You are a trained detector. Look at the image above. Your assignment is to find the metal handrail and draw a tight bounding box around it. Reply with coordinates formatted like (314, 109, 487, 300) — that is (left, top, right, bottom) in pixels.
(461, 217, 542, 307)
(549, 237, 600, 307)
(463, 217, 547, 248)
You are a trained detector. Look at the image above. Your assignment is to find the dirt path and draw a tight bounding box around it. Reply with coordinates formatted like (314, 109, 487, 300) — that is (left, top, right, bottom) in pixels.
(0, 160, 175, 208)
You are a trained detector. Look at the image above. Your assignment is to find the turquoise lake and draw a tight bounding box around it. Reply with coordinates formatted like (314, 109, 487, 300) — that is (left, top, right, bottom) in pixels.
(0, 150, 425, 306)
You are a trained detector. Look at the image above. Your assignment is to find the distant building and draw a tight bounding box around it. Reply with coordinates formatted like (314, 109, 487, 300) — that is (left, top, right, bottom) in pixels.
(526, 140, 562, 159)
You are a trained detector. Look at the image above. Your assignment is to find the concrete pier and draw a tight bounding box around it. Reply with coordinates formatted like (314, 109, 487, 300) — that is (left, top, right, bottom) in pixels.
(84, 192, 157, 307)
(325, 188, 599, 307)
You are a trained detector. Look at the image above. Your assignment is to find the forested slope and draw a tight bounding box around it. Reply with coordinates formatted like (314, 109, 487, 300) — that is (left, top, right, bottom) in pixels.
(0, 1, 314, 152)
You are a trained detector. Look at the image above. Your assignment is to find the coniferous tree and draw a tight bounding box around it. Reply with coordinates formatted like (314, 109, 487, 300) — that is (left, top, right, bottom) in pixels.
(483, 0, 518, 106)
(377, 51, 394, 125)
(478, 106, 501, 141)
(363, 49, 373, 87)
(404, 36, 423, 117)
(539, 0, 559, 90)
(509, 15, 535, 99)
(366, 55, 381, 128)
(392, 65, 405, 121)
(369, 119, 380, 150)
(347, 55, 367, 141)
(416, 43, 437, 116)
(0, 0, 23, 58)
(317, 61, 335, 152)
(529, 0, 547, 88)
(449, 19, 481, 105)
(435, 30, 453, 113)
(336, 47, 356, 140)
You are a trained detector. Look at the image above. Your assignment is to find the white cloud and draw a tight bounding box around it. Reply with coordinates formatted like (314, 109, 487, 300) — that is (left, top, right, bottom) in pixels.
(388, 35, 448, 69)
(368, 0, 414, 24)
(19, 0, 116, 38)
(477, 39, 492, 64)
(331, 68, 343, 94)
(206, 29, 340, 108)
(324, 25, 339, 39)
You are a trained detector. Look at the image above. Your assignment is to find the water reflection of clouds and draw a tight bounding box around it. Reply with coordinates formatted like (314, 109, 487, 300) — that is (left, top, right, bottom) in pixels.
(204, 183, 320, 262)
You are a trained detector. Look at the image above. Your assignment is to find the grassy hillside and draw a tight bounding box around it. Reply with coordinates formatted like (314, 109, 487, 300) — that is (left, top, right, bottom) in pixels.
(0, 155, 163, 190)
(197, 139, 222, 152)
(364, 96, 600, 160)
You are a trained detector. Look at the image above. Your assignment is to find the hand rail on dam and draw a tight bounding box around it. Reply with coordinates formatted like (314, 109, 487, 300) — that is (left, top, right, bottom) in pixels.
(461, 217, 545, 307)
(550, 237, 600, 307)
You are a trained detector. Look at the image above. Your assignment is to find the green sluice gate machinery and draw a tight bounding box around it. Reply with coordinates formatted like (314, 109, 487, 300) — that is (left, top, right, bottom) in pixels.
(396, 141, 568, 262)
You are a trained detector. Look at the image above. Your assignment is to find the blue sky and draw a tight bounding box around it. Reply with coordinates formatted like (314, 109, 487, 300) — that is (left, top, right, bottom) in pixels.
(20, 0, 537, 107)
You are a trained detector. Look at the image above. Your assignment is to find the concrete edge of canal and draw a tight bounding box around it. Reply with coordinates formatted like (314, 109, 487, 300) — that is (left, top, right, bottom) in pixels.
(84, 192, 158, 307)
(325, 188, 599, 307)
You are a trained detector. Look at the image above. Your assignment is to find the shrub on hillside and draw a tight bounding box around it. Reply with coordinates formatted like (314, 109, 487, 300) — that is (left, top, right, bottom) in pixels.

__What the task requires__: Where the line containing "find the blue" appears in the records above, begin copying and continue through the last line; copy each line exactly and include no others.

__Written answer__:
You are a trained detector. Look at the image above. Your assignment is to find the blue sky and draw a tight bounding box around it. Reply with coordinates formatted like (314, 109, 487, 300) — that is (left, top, right, bottom) in pixels.
(20, 0, 537, 107)
You are a trained detector. Look at the image above. Your assignment is to find the concrete edge of canal and draw a tight bounding box around it. Reply with coordinates formatted like (314, 109, 487, 300) — that is (left, top, right, bottom) in pixels.
(84, 192, 158, 307)
(325, 188, 599, 307)
You are a trained detector. Look at the image above. Your assignment is to find the shrub on hillside and draw a tight bounding box around it. Reply with coordinates formatted like (314, 109, 487, 300) — that is (left, top, right, bottom) in pixels.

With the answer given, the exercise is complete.